• [WHAT YOU ARE ASKED TO DO] Nothing but the lines from the one with "girl's foot, writing" through the last line of the data should be restated, each word for word.

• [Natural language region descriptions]
# # # # # # #

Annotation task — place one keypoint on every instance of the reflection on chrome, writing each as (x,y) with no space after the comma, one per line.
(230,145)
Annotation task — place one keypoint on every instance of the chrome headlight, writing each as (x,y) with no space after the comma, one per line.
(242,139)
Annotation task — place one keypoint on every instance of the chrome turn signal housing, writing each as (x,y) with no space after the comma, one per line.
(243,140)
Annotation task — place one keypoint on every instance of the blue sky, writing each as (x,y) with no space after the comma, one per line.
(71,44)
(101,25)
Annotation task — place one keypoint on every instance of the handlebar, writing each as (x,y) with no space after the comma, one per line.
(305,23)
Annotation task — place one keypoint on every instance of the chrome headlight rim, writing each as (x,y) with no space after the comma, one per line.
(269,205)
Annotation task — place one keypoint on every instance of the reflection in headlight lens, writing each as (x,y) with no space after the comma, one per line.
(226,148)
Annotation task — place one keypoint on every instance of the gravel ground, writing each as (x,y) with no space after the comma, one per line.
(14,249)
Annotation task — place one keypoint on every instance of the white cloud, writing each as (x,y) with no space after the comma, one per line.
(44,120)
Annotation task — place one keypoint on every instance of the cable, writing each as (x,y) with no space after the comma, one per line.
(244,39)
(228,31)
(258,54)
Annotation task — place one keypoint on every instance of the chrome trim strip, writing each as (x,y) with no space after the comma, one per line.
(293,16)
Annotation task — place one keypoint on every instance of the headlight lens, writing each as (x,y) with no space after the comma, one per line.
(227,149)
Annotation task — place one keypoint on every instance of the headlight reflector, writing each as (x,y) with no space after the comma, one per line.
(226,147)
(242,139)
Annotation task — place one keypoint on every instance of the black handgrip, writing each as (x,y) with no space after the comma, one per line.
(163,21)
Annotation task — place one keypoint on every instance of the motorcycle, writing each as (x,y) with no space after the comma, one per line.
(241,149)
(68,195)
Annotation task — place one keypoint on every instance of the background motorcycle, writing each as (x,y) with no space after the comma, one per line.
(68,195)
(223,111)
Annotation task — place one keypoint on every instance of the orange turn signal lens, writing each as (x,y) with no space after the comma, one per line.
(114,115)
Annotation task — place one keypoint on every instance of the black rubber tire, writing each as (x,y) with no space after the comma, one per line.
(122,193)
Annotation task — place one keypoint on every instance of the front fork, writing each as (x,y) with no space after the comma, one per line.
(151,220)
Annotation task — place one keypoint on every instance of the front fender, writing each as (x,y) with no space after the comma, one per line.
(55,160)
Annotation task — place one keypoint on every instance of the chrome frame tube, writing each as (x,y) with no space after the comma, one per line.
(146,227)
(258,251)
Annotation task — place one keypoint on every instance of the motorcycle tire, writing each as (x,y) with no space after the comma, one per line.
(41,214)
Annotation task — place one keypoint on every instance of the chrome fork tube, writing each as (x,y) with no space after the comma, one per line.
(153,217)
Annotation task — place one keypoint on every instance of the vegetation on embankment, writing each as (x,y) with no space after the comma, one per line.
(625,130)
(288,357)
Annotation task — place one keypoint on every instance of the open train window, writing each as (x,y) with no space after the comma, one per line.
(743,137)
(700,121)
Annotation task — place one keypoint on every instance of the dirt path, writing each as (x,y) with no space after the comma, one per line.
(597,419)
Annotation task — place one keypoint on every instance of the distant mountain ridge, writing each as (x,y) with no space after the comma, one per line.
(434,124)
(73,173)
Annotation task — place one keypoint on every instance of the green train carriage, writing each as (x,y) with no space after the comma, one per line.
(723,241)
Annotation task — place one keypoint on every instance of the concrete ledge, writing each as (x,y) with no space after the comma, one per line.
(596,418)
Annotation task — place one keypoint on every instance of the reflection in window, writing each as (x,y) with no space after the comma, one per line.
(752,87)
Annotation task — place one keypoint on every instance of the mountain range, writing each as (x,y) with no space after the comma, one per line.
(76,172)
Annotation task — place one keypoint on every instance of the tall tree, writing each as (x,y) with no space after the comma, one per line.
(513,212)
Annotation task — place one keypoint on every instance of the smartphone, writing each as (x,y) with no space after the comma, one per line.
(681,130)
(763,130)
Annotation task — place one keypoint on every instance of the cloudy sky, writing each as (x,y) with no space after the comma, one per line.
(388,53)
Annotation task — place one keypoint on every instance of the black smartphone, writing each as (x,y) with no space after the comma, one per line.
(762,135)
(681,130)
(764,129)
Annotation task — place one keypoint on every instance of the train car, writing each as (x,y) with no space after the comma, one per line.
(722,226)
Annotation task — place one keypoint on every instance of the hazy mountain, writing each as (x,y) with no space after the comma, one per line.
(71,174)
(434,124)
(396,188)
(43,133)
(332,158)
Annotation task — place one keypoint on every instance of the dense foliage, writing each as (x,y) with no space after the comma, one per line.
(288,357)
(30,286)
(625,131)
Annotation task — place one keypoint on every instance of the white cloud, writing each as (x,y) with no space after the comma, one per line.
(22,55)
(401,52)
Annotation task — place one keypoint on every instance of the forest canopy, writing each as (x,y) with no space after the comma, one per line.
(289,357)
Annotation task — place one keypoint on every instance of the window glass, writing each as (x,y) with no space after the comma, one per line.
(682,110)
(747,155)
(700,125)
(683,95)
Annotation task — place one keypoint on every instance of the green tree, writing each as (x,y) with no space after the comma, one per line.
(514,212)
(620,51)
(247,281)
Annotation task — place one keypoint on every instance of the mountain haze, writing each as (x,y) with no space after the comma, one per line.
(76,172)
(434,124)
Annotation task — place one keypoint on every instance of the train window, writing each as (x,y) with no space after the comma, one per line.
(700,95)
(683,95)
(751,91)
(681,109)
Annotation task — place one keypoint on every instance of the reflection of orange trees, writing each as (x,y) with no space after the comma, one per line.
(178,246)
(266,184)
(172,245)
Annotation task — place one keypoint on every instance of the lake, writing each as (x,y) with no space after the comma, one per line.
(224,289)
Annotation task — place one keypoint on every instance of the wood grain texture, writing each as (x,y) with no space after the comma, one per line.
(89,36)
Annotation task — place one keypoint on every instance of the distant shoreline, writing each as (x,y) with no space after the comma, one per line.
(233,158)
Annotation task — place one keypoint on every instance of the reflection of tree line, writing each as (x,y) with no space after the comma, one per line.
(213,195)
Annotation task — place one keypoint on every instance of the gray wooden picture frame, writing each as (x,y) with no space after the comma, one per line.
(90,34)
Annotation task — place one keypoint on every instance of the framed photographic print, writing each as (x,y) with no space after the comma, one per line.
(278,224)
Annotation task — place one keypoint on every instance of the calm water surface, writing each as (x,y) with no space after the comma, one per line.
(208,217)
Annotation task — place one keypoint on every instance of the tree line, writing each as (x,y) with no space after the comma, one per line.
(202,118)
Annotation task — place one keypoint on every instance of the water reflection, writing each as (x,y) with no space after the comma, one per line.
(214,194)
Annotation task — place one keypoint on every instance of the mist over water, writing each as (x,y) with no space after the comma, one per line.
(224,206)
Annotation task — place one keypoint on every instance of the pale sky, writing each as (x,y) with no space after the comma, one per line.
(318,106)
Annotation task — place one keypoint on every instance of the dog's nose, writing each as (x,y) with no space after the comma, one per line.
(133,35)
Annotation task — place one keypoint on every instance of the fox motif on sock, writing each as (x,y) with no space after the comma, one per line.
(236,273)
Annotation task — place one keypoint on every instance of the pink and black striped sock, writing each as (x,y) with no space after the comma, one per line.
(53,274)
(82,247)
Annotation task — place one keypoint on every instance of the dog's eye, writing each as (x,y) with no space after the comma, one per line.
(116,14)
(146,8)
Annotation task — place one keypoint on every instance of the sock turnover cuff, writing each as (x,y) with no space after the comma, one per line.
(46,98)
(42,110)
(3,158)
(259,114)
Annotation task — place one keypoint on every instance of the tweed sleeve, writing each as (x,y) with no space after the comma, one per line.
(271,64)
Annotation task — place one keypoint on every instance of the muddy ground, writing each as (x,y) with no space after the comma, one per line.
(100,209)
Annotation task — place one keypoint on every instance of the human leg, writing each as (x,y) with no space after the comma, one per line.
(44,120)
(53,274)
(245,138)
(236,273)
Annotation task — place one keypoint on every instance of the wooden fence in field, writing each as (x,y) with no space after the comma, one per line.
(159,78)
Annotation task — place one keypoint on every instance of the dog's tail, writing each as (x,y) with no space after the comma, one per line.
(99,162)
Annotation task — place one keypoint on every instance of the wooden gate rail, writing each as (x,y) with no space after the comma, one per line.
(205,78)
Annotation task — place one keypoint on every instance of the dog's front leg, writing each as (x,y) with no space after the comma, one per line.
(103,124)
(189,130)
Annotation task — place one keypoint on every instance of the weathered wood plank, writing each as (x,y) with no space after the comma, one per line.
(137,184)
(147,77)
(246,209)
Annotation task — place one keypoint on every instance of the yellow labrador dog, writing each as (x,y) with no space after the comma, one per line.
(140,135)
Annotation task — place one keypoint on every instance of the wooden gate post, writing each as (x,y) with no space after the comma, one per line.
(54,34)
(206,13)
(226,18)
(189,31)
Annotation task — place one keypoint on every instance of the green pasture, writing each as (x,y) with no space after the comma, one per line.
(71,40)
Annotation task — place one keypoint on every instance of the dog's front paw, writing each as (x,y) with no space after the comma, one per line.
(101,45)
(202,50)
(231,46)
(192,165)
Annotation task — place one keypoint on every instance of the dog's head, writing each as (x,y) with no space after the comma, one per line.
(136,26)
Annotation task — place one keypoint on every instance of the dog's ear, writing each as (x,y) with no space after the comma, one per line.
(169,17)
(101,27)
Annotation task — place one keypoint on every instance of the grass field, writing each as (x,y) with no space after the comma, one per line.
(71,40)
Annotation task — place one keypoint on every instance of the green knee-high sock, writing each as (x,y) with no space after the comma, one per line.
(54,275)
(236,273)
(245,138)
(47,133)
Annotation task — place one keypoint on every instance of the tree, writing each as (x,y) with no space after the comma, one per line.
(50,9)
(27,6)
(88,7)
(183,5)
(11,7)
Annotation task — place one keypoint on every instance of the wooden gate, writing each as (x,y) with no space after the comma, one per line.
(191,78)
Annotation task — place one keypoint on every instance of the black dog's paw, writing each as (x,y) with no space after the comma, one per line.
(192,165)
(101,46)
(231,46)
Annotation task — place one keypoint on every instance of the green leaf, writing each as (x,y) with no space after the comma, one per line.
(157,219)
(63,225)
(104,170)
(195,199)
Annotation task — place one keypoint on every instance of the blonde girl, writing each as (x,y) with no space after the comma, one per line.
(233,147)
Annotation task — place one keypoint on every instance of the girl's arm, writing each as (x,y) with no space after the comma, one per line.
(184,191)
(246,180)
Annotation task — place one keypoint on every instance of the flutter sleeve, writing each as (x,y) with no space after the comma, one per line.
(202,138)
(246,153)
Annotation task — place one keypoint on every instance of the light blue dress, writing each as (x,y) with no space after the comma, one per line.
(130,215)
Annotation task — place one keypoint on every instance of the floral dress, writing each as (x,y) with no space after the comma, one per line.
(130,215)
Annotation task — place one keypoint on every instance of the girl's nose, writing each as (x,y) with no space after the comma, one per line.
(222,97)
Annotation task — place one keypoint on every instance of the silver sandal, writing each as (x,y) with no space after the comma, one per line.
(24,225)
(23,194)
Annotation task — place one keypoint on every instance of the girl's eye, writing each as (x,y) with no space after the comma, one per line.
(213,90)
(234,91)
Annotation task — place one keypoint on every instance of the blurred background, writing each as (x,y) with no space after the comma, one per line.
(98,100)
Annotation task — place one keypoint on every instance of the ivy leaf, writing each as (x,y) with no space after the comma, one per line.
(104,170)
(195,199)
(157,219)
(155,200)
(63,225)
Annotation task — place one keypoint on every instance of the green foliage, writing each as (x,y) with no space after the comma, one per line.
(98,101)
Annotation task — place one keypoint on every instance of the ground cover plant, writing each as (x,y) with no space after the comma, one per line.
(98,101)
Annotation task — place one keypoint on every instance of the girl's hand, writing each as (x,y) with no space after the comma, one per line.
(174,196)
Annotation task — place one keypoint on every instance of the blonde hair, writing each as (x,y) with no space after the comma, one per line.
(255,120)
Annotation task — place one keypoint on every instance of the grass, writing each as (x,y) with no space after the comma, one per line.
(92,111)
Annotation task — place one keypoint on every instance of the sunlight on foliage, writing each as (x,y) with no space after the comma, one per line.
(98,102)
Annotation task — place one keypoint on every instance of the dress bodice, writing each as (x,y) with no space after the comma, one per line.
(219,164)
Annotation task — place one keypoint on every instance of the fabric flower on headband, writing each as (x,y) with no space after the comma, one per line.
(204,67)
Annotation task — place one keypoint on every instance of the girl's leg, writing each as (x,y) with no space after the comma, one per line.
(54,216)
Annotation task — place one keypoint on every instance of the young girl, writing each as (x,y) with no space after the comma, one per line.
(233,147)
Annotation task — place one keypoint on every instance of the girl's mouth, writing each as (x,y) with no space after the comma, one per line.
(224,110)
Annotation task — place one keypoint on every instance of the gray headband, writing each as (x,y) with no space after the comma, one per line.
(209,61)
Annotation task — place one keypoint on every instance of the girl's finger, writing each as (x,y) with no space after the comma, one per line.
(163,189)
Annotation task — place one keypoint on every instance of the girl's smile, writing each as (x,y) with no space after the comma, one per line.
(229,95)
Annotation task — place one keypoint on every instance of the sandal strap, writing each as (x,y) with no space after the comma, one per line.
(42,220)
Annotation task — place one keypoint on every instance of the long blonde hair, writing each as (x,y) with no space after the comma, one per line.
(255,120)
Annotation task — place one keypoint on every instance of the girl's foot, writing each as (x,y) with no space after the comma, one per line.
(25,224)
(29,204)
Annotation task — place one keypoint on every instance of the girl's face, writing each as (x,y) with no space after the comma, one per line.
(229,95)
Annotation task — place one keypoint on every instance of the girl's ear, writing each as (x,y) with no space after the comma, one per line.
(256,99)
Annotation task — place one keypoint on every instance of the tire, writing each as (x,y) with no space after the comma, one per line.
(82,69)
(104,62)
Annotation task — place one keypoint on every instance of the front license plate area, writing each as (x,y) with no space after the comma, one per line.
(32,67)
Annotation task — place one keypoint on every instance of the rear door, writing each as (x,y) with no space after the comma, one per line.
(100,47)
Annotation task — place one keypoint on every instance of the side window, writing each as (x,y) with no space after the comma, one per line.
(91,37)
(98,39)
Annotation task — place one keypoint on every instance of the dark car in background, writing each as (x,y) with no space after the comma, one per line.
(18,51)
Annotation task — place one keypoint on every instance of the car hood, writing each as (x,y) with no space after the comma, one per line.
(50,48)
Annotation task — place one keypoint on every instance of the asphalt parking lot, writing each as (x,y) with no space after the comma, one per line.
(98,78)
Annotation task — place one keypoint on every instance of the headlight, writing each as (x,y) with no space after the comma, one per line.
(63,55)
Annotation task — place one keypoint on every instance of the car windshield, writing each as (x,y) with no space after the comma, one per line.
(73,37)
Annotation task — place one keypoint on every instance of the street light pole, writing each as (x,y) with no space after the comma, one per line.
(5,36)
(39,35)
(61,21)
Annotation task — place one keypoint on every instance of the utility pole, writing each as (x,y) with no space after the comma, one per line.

# # # # # # #

• [RESPONSE AREA]
Annotation task — place one keypoint on every instance of the girl's foot, writing each as (x,y) with no space after the comma, one per line.
(25,224)
(29,204)
Annotation task — place one keypoint on every instance of the girl's face, writing each as (x,y) with no space after the comma, one per line.
(229,95)
Annotation task — place one keypoint on every instance of the girl's ear, writing each as (x,y) with no space after the comma, one per line.
(256,99)
Annotation task — place one keypoint on every instance of the tire, writing each as (x,y) with no space after the comma, one per line.
(82,69)
(104,62)
Annotation task — place one keypoint on every instance of the front license plate area, writing each as (x,y) with no space after the comma, one per line.
(32,67)
Annotation task — place one keypoint on every instance of the rear door, writing each as (x,y) with no space after the comma, one per line.
(100,47)
Annotation task — place one keypoint on every instance of the side window, writing each as (x,y) with no space after the comma, one per line.
(91,37)
(98,39)
Annotation task — place one keypoint on every instance of the dark car in background, writing each as (x,y) with no space after the comma, one per line.
(18,51)
Annotation task — place one keypoint on every instance of the car hood, writing each as (x,y) with no space after the comma, one per line.
(50,48)
Annotation task — place one keypoint on every instance of the asphalt parking lot, writing each as (x,y) with no space after the comma, one per line.
(98,78)
Annotation task — place one keypoint on every instance of the headlight, writing each as (x,y) with no space after the comma, one per line.
(63,55)
Annotation task — place one keypoint on every instance of the car windshield, writing each as (x,y) with no space after the comma, one per line.
(73,37)
Annotation task — place one keypoint on every instance of the street light pole, writing each as (x,y) with no space after the comma, one per line.
(5,36)
(39,35)
(61,21)
Annotation task — place one keypoint on every instance of the utility pole, writing each as (x,y) with no space after the comma, one per line.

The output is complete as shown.